What you have to do: Reproduce the listing that follows with no differences at all.

________________________

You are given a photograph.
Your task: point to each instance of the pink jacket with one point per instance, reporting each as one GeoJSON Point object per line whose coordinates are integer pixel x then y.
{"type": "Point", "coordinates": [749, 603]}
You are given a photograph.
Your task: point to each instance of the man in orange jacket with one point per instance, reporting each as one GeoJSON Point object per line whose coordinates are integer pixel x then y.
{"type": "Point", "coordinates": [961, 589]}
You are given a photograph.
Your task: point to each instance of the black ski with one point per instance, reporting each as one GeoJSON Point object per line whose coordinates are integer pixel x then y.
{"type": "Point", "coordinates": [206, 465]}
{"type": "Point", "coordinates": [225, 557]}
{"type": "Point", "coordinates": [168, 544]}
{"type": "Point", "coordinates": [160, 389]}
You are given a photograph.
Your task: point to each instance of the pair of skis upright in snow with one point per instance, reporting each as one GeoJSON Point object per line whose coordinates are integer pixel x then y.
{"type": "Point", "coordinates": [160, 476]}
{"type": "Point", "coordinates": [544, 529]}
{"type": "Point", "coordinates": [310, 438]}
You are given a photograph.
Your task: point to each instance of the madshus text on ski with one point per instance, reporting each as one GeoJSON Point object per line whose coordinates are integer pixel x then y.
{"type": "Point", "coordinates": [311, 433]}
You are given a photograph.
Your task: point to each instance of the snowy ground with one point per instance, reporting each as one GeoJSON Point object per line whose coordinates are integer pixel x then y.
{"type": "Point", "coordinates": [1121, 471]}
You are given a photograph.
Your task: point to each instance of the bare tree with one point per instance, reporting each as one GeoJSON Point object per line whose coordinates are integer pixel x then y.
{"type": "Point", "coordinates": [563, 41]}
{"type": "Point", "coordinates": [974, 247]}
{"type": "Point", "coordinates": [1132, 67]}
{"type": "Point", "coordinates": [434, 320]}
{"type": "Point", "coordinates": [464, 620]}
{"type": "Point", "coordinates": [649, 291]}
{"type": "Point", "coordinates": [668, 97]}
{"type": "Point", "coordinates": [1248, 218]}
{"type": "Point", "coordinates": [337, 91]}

________________________

Task response:
You are given a photograph.
Your task: point to each instance of the pink jacket with one point per instance, reporting each as one GeoJSON Point object per line whose coordinates are integer pixel x then y.
{"type": "Point", "coordinates": [749, 603]}
You are given a photograph.
Your task: point to each instance of the man in orange jacket with one point per instance, reporting each as one GeoJSON Point object per line whose coordinates are integer pixel x then y.
{"type": "Point", "coordinates": [961, 589]}
You are given a photograph.
Your task: point to each instance of the black ski with one point per instance, reporting each as one GeoJSON Point object per line whose coordinates are integer pixel x then y.
{"type": "Point", "coordinates": [206, 465]}
{"type": "Point", "coordinates": [225, 557]}
{"type": "Point", "coordinates": [168, 544]}
{"type": "Point", "coordinates": [160, 389]}
You are given a photograph.
Your task: point to each instance of the pair of skis upright in snow with one point per instance, reporting each as one GeoJSON Point object per line whose coordinates are integer pixel x then y.
{"type": "Point", "coordinates": [160, 476]}
{"type": "Point", "coordinates": [544, 529]}
{"type": "Point", "coordinates": [310, 438]}
You are given a photograph.
Your task: point to each instance of the madshus text on ski with one point per instance, reporting each as one GeoJSON Point object per line whose coordinates are integer pixel x then y.
{"type": "Point", "coordinates": [311, 433]}
You are given a photograph.
Your task: point to each instance of the snowy ground with one point per instance, reporting each as one GeoJSON Point object per line whose coordinates are integer pixel x then y.
{"type": "Point", "coordinates": [1121, 471]}
You are given a photograph.
Your task: point to each instance of the bare tree with one point per instance, reporting each as one GeoJSON Point object per line whose coordinates are integer pixel x then y.
{"type": "Point", "coordinates": [563, 41]}
{"type": "Point", "coordinates": [974, 247]}
{"type": "Point", "coordinates": [1132, 67]}
{"type": "Point", "coordinates": [434, 320]}
{"type": "Point", "coordinates": [464, 620]}
{"type": "Point", "coordinates": [649, 291]}
{"type": "Point", "coordinates": [668, 97]}
{"type": "Point", "coordinates": [1248, 218]}
{"type": "Point", "coordinates": [337, 91]}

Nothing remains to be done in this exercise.